*** DATA PROVIDED ***
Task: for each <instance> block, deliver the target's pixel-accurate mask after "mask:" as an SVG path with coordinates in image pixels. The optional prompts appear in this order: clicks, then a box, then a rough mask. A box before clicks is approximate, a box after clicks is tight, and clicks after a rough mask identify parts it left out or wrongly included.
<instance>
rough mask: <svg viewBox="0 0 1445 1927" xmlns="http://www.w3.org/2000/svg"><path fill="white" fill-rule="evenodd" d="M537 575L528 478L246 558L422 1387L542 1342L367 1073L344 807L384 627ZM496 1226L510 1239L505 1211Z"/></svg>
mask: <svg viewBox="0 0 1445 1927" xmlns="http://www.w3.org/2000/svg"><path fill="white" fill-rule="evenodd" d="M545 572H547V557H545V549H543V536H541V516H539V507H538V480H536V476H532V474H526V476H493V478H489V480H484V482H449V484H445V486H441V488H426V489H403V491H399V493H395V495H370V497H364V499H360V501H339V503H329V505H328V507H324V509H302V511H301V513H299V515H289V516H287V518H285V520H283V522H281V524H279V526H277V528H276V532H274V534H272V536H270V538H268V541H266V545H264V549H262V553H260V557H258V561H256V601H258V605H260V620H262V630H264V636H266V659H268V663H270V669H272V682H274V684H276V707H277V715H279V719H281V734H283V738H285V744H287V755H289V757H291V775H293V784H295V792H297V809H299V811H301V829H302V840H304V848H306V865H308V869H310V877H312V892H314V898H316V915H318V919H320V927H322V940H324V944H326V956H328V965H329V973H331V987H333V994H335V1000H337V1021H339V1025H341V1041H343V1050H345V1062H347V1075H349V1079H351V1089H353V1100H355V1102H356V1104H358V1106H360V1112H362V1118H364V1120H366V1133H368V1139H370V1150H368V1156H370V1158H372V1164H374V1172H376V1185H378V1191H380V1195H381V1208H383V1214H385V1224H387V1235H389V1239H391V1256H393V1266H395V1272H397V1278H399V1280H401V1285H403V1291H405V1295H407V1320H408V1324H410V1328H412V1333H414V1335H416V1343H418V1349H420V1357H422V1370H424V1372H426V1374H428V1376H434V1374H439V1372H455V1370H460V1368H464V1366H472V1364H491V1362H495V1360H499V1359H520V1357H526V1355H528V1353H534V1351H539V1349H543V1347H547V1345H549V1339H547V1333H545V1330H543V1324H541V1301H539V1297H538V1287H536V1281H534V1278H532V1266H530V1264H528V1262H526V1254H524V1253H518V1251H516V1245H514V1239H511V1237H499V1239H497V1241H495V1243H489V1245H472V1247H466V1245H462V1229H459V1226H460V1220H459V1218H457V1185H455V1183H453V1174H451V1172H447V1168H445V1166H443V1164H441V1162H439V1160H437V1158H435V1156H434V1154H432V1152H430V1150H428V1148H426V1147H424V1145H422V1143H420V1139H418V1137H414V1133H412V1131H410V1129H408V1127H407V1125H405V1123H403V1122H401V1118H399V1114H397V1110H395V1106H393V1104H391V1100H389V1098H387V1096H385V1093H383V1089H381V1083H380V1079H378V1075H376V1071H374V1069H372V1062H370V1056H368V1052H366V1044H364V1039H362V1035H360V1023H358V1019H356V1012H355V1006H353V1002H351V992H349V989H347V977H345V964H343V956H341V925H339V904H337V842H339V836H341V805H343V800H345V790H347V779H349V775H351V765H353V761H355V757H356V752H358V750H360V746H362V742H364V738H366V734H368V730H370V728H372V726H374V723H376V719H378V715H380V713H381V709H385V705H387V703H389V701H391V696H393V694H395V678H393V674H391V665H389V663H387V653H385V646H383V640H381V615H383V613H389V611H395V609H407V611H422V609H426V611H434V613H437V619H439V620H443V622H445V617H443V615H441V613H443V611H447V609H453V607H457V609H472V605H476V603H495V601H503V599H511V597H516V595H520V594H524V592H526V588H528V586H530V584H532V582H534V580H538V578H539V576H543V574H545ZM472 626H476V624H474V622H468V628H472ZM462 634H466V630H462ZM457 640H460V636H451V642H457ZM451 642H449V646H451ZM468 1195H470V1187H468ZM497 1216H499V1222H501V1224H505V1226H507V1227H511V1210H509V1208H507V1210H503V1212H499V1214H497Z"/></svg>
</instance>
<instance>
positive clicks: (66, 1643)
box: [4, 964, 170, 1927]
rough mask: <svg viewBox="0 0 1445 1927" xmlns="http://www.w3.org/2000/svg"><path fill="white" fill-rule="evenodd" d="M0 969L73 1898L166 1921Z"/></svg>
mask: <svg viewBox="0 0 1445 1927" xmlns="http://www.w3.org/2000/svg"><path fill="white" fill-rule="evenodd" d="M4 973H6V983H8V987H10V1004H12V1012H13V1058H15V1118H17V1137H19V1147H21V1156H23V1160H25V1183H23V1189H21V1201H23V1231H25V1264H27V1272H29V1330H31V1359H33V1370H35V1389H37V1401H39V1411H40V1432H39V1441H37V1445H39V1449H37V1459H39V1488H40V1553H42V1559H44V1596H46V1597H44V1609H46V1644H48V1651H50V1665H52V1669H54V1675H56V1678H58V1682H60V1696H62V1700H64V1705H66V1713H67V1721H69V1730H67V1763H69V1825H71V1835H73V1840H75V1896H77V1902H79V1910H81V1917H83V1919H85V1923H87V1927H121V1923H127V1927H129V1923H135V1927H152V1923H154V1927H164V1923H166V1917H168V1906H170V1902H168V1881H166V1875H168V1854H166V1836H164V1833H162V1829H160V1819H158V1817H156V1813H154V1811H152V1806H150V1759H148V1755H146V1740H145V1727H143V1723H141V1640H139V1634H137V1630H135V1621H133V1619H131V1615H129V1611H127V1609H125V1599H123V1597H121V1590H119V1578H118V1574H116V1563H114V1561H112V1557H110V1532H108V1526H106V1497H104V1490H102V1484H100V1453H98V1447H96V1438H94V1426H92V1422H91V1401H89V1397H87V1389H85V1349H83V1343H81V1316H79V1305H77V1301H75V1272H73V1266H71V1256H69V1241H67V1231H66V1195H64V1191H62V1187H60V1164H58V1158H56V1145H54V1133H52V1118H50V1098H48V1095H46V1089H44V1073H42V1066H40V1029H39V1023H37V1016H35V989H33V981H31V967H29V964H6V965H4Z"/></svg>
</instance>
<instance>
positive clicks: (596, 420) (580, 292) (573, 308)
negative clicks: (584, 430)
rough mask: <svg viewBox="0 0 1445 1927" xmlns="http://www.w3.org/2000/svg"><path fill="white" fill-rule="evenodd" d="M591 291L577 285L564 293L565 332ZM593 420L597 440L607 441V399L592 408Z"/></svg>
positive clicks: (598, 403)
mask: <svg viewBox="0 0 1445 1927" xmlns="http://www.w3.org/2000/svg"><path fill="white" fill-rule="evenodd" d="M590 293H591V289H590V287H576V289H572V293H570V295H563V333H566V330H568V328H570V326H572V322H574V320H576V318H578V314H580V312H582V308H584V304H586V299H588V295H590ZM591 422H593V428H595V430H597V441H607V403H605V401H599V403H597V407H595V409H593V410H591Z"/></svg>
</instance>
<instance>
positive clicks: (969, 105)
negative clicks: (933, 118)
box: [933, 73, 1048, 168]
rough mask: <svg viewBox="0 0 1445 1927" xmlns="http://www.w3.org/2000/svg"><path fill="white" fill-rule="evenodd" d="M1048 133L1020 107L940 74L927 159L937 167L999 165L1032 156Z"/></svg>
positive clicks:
***
TASK BRIEF: Pull out every line of the records that contains the string "negative" and copy each such line in full.

EXERCISE ANSWER:
negative clicks: (584, 430)
negative clicks: (933, 118)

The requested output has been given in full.